When Pooja Jauhari, CEO, The Glitch got candid with us
  • The Glitch was recently consolidated into the nearly $1 billion global VMLY&R network.
  • We speak to Pooja Jauhari, CEO, The Glitch on what the recent consolidation will mean for the agency, how it fared during this difficult year, its recent account wins and her vision for the agency.
When Varun Duggirala and Rohit Raj founded The Glitch, a digitally-led creative agency, in 2009, the idea was to create an organization that would help clients come up with smart solutions, therefore fix the glitch they were facing in communicating with their consumers (the agency had been founded around the 2009 recession and both Duggirala and Raj had been told it was the worst time to start the agency). Eleven years down the line, considering how far the agency has already come, in hindsight, it was perhaps the best time to start the agency.

Today, The Glitch is one of the edgiest agencies out there, with an impressive roster of clients. The agency has made a name for itself by way of the differentiated work it is able to put out for its clients.

Instructions to follow:
Proceed with the interview text about The Glitch agency, continuing on from its final sentence. The items that follow are not needed for anything here.

Given data:
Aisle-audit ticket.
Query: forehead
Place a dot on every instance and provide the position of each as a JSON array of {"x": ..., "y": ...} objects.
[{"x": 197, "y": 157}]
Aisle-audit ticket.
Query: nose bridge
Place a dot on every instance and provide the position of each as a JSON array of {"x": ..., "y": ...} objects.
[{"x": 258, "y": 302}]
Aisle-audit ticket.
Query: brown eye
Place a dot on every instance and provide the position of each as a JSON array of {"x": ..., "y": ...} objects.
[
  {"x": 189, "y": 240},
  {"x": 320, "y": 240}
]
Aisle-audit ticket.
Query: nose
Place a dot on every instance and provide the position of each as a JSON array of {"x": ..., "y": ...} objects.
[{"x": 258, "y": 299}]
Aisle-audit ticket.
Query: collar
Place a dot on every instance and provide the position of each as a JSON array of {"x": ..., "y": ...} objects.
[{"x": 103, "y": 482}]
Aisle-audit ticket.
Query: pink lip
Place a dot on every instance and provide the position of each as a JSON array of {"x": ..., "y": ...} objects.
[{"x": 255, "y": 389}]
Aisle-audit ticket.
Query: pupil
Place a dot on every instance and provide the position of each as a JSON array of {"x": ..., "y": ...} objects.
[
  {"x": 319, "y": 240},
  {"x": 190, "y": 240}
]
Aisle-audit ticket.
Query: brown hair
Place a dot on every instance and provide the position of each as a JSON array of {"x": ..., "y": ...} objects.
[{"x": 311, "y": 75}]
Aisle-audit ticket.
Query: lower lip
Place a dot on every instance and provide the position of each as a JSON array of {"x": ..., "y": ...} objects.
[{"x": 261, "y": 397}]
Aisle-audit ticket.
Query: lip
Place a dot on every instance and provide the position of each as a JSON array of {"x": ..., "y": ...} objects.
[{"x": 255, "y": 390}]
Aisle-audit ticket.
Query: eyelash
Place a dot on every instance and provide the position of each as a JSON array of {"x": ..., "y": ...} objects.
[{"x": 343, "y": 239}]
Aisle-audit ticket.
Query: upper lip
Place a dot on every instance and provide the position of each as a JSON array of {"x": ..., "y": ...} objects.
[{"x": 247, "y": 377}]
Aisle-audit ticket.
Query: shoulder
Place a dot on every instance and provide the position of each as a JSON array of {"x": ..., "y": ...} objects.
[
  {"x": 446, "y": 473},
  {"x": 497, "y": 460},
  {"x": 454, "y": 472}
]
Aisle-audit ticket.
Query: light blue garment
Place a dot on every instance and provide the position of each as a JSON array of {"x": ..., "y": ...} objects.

Task response:
Back in 2018, WPP identified the potential in the independent agency and made it a part of its ecosystem and since then, the agency has only moved upwards. Recently, WPP also consolidated this young, edgy agency with VMLY&R.

We recently caught up with Pooja Jauhari, CEO, The Glitch to understand what the recent consolidation will mean for the agency, how it fared during this difficult year, its account wins and her vision for the agency.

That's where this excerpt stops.